Work request :: Please reproduce the passage on USAID's HIV work in South Africa word for word, from "USAID’s partnerships with" up to and including "by South Africans.".

In response, through the President’s Emergency Plan for AIDS Relief (PEPFAR), the United States began to invest in HIV prevention, testing, care and treatment services, working alongside local, community-based organizations to tackle the crisis. We’ve come a long way since then. In 2022 alone, PEPFAR funding through USAID supported more than 2.1 million South Africans on antiretroviral therapy.

USAID’s partnerships with local organizations and health care providers are the driving force behind these results. In fact, more than 80 percent of USAID’s health funding in South Africa is implemented through South African organizations. That means our programs to improve life expectancy and quality of life, including HIV prevention and treatment, are designed by South Africans.

Data records
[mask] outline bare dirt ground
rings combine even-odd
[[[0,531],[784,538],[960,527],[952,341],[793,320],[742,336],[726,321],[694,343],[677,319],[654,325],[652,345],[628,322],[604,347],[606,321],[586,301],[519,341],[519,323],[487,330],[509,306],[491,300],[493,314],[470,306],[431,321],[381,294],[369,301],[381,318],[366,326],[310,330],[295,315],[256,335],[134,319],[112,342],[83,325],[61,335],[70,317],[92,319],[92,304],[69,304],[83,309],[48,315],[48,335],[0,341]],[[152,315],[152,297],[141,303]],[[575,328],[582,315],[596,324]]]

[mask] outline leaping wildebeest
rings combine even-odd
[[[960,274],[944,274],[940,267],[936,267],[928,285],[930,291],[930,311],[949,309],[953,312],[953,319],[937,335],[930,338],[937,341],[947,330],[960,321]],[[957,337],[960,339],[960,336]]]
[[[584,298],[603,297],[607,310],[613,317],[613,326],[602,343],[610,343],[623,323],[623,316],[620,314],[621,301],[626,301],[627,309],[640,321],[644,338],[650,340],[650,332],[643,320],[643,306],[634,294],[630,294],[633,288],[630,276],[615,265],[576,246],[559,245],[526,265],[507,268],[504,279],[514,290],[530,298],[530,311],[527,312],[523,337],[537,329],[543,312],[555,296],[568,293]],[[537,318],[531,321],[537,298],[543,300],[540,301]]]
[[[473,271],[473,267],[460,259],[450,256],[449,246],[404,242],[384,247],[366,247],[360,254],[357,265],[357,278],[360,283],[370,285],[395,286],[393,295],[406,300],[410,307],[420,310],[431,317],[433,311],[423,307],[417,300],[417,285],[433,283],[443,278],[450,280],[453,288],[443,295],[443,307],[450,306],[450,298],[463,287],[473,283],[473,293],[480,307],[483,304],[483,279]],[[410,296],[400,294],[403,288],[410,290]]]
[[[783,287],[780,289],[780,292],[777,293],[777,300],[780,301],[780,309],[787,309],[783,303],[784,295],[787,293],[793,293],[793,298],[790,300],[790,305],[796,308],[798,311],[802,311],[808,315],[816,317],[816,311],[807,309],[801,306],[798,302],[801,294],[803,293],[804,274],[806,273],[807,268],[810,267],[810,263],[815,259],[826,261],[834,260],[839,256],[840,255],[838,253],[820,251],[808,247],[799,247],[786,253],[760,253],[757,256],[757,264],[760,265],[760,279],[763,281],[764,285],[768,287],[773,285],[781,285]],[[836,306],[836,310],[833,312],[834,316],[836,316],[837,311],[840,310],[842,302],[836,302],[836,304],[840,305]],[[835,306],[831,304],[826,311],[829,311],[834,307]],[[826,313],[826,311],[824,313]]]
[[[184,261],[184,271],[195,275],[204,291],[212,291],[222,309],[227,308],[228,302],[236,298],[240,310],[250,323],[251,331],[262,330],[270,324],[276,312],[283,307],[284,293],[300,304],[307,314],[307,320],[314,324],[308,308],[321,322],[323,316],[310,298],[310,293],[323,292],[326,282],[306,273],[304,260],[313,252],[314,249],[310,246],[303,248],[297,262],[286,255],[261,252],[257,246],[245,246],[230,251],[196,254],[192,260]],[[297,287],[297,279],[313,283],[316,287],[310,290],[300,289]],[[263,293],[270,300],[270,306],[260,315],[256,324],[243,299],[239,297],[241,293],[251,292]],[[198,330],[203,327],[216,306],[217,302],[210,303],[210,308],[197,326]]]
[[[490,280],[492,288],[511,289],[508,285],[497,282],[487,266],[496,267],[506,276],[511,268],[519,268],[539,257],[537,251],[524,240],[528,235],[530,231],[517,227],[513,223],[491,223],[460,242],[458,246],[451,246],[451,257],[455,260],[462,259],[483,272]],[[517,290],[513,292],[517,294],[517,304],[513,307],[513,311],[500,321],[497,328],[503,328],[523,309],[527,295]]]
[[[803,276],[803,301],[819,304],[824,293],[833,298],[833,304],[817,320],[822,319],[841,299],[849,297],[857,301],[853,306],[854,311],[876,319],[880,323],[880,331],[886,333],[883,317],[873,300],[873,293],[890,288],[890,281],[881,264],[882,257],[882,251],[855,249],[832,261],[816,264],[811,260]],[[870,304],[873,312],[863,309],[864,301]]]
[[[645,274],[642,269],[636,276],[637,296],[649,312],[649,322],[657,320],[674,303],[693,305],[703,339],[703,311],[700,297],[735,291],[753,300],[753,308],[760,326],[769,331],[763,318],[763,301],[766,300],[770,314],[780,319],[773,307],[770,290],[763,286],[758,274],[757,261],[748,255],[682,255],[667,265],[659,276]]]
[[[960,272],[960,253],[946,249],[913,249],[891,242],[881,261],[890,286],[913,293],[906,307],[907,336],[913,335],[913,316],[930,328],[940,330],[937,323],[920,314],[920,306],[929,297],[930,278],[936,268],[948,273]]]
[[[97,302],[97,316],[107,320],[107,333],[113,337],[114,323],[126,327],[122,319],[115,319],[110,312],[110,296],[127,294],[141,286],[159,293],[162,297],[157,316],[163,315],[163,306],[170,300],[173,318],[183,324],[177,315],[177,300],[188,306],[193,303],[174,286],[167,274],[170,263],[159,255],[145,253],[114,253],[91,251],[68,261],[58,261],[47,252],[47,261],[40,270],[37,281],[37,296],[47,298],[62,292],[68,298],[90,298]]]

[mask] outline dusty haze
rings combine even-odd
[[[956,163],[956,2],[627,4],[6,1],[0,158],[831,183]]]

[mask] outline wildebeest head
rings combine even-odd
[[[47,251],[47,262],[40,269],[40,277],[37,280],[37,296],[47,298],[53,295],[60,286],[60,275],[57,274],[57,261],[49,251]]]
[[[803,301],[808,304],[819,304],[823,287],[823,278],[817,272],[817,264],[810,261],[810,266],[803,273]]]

Final answer ::
USAID’s partnerships with local organizations and health care providers are the driving force behind these results. In fact, more than 80 percent of USAID’s health funding in South Africa is implemented through South African organizations. That means our programs to improve life expectancy and quality of life, including HIV prevention and treatment, are designed by South Africans.